MATERIAL PROVIDED:
□ □ □
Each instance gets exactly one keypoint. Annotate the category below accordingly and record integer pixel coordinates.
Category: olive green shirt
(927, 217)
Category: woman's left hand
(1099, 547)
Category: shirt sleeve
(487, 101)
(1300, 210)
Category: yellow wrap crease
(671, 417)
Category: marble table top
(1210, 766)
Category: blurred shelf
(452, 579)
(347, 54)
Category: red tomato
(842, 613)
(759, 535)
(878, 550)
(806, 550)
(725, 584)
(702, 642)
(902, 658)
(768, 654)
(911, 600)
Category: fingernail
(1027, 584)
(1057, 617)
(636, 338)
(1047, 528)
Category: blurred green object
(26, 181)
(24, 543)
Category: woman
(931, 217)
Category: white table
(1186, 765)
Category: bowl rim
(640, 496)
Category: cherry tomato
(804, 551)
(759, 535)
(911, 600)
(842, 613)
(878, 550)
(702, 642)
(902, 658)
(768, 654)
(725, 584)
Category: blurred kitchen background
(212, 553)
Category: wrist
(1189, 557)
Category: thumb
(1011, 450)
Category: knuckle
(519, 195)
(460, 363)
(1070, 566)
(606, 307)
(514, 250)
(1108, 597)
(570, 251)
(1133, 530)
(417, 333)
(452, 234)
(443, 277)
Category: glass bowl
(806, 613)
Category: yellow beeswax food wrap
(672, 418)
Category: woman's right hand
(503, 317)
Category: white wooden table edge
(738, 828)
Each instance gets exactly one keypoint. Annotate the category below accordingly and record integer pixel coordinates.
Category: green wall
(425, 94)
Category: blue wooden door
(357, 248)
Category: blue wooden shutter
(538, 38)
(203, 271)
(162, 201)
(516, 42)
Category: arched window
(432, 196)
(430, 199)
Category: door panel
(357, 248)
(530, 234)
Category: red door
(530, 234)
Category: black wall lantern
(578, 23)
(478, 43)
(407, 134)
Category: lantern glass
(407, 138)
□ □ □
DIRECTIVE: Render every line of the entries above as a numbered list, leaving out any blank lines.

SOLUTION FOR THIS TASK:
1. Each instance gets exactly one keypoint. Annotate the category below accordingly and record integer pixel coordinates.
2. Category: olive green shirt
3. (927, 217)
4. Category: woman's left hand
5. (1099, 547)
6. Category: shirt sleeve
7. (487, 101)
8. (1300, 210)
9. Category: yellow wrap crease
10. (671, 417)
11. Category: marble table top
12. (1210, 766)
13. Category: blurred shelf
14. (452, 579)
15. (347, 54)
16. Category: red tomato
17. (842, 613)
18. (759, 535)
19. (878, 550)
20. (806, 550)
21. (725, 584)
22. (702, 642)
23. (902, 658)
24. (768, 654)
25. (911, 600)
26. Category: fingernail
27. (1027, 584)
28. (1057, 617)
29. (636, 338)
30. (1047, 528)
31. Category: blurred green object
32. (26, 181)
33. (24, 543)
34. Category: woman
35. (931, 217)
36. Category: white table
37. (1186, 765)
38. Category: bowl rim
39. (640, 496)
40. Category: cherry tomato
41. (804, 551)
42. (759, 535)
43. (911, 600)
44. (842, 613)
45. (878, 550)
46. (702, 642)
47. (902, 658)
48. (768, 654)
49. (725, 584)
50. Category: blurred kitchen background
51. (212, 553)
52. Category: wrist
53. (1189, 557)
54. Category: thumb
55. (1011, 450)
56. Category: knuckle
57. (519, 195)
58. (460, 363)
59. (1070, 566)
60. (606, 307)
61. (514, 250)
62. (1108, 597)
63. (570, 251)
64. (1133, 530)
65. (417, 333)
66. (452, 234)
67. (443, 277)
68. Category: glass bowl
69. (806, 613)
70. Category: yellow beeswax food wrap
71. (672, 418)
72. Category: woman's right hand
73. (503, 317)
74. Category: white wooden table edge
75. (738, 828)
76. Each instance gets exactly one keypoint. Annotate the category below accordingly and record integer pixel coordinates.
77. Category: green wall
78. (425, 94)
79. Category: blue wooden door
80. (357, 248)
81. Category: blue wooden shutter
82. (538, 38)
83. (203, 271)
84. (162, 201)
85. (516, 42)
86. Category: arched window
87. (432, 196)
88. (430, 199)
89. Category: door panel
90. (357, 248)
91. (530, 234)
92. Category: red door
93. (530, 234)
94. Category: black wall lantern
95. (578, 23)
96. (478, 43)
97. (407, 134)
98. Category: lantern glass
99. (407, 138)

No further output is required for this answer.